====== PROVIDED DATA ======
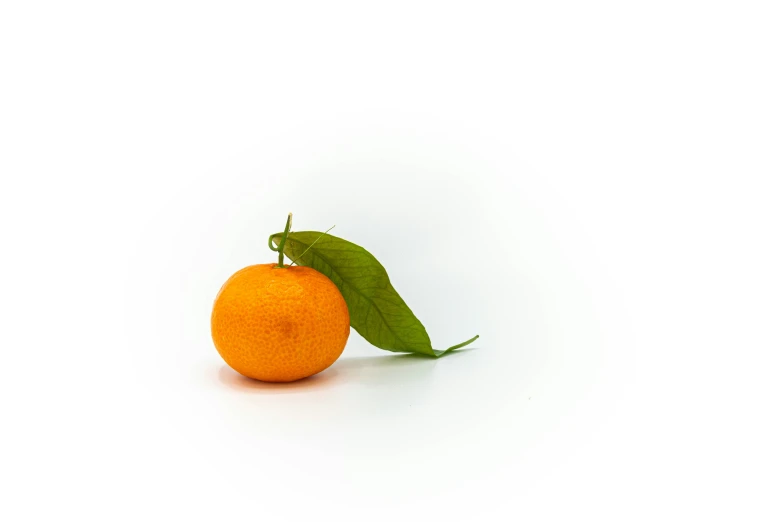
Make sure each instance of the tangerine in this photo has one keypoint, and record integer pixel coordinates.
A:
(279, 324)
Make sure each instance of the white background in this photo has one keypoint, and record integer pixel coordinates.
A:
(594, 187)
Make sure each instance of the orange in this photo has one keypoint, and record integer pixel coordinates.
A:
(279, 324)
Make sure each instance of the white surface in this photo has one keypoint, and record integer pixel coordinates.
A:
(593, 188)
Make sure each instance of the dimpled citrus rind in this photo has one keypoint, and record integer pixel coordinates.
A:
(279, 324)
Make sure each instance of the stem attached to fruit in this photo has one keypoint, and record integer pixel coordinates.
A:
(280, 247)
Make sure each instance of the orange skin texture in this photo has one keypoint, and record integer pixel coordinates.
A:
(279, 324)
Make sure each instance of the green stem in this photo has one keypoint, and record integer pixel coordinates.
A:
(280, 247)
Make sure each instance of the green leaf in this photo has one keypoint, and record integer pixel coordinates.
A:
(377, 311)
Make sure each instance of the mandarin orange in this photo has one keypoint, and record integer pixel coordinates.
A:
(279, 324)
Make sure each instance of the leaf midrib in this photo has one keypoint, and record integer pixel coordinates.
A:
(313, 251)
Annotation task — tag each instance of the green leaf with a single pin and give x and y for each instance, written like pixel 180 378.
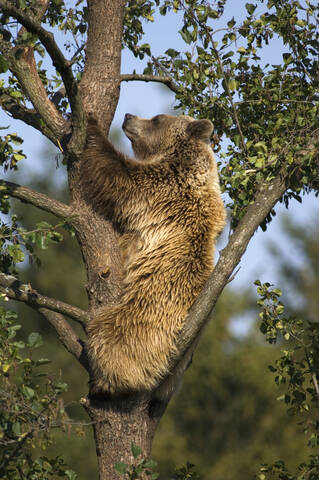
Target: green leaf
pixel 186 36
pixel 16 428
pixel 27 392
pixel 250 7
pixel 4 66
pixel 35 340
pixel 71 475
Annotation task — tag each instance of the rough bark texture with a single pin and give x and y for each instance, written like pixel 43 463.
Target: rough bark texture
pixel 116 422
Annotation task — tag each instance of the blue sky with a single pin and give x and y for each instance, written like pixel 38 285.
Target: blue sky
pixel 147 99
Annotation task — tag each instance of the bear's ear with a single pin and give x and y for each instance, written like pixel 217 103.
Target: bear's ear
pixel 201 129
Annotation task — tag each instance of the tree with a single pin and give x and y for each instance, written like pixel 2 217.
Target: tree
pixel 267 113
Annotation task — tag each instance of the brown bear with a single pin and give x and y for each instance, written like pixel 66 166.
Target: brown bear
pixel 166 204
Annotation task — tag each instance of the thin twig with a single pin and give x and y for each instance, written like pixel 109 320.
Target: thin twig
pixel 37 199
pixel 150 78
pixel 14 289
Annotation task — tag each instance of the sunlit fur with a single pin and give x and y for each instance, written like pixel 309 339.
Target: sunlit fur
pixel 167 208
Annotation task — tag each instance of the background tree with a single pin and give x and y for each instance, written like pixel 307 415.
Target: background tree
pixel 268 113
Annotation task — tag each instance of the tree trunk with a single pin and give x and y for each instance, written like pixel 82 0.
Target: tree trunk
pixel 116 422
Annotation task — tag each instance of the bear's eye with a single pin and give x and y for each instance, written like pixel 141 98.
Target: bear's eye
pixel 156 119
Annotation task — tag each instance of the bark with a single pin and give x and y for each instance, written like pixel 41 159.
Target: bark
pixel 116 422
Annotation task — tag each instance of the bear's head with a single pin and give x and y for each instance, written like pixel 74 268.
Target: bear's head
pixel 164 133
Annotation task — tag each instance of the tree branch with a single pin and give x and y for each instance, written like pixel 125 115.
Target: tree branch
pixel 150 78
pixel 31 117
pixel 24 68
pixel 266 197
pixel 62 66
pixel 15 290
pixel 48 41
pixel 37 199
pixel 66 335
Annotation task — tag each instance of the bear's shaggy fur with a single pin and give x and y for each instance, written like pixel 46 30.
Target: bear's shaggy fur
pixel 167 208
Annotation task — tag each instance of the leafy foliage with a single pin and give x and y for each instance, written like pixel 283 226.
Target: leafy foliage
pixel 268 113
pixel 30 404
pixel 296 370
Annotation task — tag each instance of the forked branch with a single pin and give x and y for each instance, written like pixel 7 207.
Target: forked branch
pixel 28 78
pixel 30 117
pixel 14 289
pixel 67 335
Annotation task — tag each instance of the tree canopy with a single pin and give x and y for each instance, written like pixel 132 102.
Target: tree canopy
pixel 265 116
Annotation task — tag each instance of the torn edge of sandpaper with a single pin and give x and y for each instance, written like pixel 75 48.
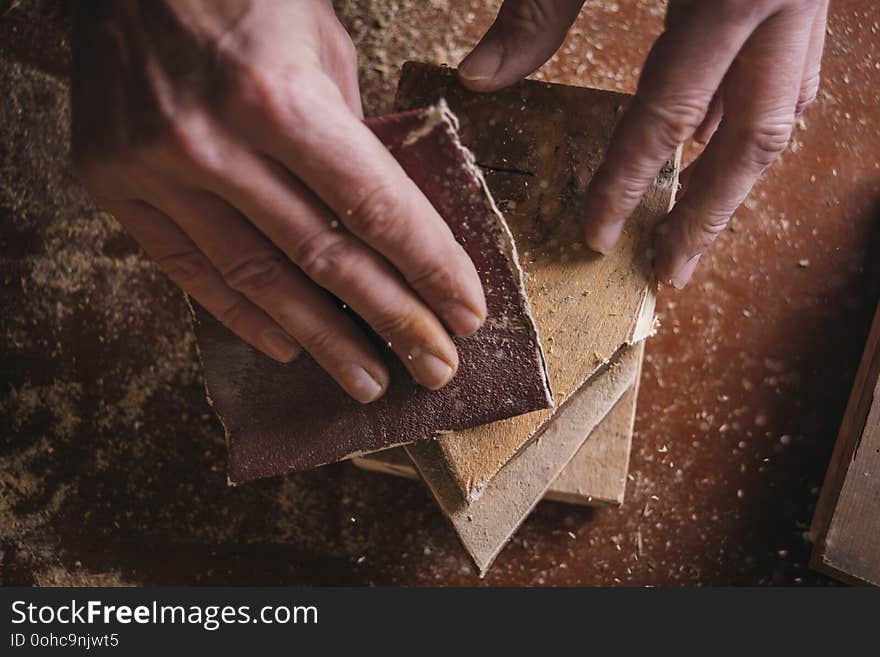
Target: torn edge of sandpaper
pixel 471 466
pixel 595 476
pixel 285 417
pixel 486 525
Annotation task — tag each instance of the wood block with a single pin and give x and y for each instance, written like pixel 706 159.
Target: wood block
pixel 846 524
pixel 486 524
pixel 284 417
pixel 595 476
pixel 539 145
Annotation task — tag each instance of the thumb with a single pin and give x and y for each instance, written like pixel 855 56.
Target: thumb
pixel 525 34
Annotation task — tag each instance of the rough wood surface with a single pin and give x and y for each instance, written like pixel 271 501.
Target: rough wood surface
pixel 286 417
pixel 846 525
pixel 485 525
pixel 595 476
pixel 539 145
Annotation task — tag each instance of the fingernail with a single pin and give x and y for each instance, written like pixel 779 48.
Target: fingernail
pixel 429 370
pixel 360 384
pixel 280 345
pixel 462 320
pixel 684 274
pixel 483 63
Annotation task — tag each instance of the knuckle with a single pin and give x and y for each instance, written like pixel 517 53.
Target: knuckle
pixel 739 12
pixel 434 279
pixel 766 141
pixel 374 215
pixel 676 117
pixel 256 276
pixel 266 93
pixel 531 16
pixel 708 230
pixel 394 322
pixel 318 340
pixel 186 139
pixel 348 50
pixel 257 90
pixel 324 256
pixel 233 315
pixel 186 269
pixel 809 91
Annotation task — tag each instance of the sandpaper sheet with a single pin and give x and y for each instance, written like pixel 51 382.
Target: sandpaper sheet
pixel 595 476
pixel 538 145
pixel 285 417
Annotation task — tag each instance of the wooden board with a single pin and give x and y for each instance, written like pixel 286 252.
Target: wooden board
pixel 846 524
pixel 486 524
pixel 539 145
pixel 595 476
pixel 281 417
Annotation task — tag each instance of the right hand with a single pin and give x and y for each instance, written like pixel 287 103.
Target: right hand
pixel 227 137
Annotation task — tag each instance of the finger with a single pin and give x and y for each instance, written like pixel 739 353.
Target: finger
pixel 191 270
pixel 525 34
pixel 813 65
pixel 339 159
pixel 761 91
pixel 713 119
pixel 304 229
pixel 672 101
pixel 253 267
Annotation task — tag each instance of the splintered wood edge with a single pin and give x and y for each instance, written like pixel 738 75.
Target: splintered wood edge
pixel 851 429
pixel 861 404
pixel 438 115
pixel 395 462
pixel 484 537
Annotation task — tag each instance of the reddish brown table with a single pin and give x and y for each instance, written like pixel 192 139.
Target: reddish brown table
pixel 112 467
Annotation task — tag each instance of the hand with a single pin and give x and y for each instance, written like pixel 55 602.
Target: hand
pixel 733 73
pixel 227 137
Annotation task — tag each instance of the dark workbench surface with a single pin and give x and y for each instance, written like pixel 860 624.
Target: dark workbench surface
pixel 112 465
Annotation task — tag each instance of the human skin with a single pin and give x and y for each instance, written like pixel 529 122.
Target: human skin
pixel 227 137
pixel 732 74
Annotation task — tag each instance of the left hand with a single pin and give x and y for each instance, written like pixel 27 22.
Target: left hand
pixel 733 73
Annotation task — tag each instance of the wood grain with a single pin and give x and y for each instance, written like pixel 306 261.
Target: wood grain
pixel 539 145
pixel 846 525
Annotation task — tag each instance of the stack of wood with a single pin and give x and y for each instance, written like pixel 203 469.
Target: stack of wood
pixel 846 525
pixel 492 444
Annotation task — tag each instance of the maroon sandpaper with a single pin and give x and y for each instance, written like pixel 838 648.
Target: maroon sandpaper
pixel 285 417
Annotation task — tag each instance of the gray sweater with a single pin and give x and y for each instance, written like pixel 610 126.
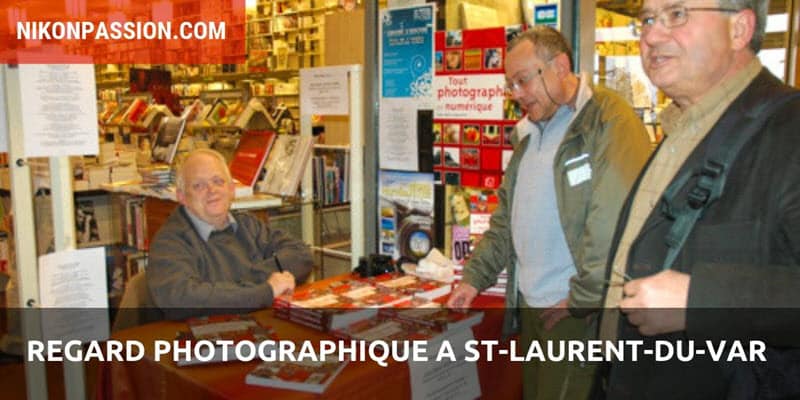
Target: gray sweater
pixel 189 277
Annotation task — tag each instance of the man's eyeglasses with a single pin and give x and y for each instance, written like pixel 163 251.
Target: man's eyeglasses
pixel 672 17
pixel 521 81
pixel 202 186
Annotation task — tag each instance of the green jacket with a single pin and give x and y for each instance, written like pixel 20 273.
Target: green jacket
pixel 614 139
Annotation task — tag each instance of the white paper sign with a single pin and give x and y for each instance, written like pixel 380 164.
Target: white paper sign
pixel 74 295
pixel 59 109
pixel 446 379
pixel 469 96
pixel 398 134
pixel 3 120
pixel 324 91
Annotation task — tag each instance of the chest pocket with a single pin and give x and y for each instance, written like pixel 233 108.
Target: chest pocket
pixel 578 170
pixel 734 242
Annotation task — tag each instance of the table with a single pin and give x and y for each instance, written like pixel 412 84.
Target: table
pixel 148 379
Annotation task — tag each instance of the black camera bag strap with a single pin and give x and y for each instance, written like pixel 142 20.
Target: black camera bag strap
pixel 711 176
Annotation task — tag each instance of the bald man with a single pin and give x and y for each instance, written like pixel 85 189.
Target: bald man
pixel 206 259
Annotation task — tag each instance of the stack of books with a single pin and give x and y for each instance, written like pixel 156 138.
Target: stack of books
pixel 336 306
pixel 306 376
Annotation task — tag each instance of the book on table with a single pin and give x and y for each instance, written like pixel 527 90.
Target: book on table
pixel 385 329
pixel 306 376
pixel 336 306
pixel 414 285
pixel 432 315
pixel 235 328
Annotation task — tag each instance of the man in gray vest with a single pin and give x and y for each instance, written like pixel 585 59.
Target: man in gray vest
pixel 581 149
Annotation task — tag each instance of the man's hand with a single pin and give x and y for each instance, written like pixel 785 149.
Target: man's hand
pixel 657 304
pixel 281 282
pixel 554 313
pixel 462 296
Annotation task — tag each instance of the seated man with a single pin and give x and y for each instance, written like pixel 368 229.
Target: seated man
pixel 205 259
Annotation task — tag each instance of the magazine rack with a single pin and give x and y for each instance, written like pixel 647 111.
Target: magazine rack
pixel 308 108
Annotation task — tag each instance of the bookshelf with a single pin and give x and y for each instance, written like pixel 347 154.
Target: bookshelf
pixel 354 189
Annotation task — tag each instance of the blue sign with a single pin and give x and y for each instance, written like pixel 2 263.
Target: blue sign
pixel 407 52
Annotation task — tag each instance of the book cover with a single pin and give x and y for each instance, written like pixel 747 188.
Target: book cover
pixel 306 376
pixel 224 327
pixel 414 286
pixel 169 136
pixel 286 164
pixel 249 157
pixel 384 329
pixel 434 316
pixel 336 306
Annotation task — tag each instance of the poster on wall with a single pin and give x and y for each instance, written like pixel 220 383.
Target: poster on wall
pixel 406 73
pixel 59 108
pixel 473 118
pixel 406 49
pixel 405 214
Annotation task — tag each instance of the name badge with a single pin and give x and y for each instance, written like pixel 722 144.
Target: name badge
pixel 578 175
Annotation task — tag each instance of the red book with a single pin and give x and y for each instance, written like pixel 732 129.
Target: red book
pixel 250 154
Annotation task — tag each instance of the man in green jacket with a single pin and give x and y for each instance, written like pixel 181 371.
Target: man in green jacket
pixel 580 150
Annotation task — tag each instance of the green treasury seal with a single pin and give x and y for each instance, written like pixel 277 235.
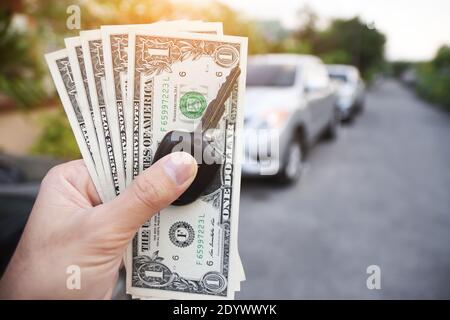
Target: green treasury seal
pixel 192 104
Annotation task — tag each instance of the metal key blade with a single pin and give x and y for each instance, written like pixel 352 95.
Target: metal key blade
pixel 216 107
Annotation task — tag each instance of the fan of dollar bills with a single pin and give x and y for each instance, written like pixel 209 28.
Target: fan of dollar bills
pixel 123 87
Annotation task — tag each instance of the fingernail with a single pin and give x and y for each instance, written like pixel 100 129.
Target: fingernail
pixel 180 166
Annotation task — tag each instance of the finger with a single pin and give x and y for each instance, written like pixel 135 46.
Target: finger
pixel 154 189
pixel 74 175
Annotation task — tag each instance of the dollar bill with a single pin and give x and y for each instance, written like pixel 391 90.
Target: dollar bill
pixel 92 47
pixel 188 252
pixel 62 75
pixel 76 59
pixel 115 47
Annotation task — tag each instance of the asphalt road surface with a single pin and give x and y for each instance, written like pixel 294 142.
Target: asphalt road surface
pixel 378 195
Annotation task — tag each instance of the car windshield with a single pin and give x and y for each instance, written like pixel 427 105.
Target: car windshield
pixel 273 75
pixel 340 77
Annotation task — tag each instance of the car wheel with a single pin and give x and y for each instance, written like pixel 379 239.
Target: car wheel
pixel 292 168
pixel 332 128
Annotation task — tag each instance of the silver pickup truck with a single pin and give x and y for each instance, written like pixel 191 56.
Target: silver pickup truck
pixel 289 105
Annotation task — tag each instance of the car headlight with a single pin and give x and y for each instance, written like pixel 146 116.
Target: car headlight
pixel 273 119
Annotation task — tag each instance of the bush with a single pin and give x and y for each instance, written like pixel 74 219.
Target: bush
pixel 56 139
pixel 433 79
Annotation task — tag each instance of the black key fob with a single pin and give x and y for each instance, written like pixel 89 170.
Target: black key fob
pixel 208 160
======
Turn the material from the line with "pixel 739 353." to the line with "pixel 484 537" into a Markdown table with columns headed Row and Line, numbering each line and skipping any blank ones.

| Row | Line |
|---|---|
| 1 | Annotation task — tag each instance of the finger with a single pin and give x and y for each instance, written like pixel 739 353. |
| 2 | Target: finger |
| 3 | pixel 191 270 |
| 4 | pixel 525 34 |
| 5 | pixel 813 65 |
| 6 | pixel 339 159 |
| 7 | pixel 761 91 |
| 8 | pixel 713 119 |
| 9 | pixel 304 229 |
| 10 | pixel 672 101 |
| 11 | pixel 253 267 |
| 12 | Annotation task — tag each instance of the splintered wood edge with a single pin and give x and y for each instance, written like pixel 738 75. |
| 13 | Target: splintered wood edge |
| 14 | pixel 851 429 |
| 15 | pixel 861 404 |
| 16 | pixel 438 115 |
| 17 | pixel 395 462 |
| 18 | pixel 484 537 |